Coordinate annotation entries:
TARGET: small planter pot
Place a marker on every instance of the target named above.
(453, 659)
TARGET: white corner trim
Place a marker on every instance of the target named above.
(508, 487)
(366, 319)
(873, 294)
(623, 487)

SET PROBLEM: Reproduce the listing above line for line, leaving every entry unchanged.

FULL OUTPUT:
TARGET: small planter pot
Place a marker on every instance of the target named above.
(453, 659)
TARGET: white corner trim
Place a marker on every instance of the target named above.
(508, 487)
(366, 319)
(873, 294)
(623, 487)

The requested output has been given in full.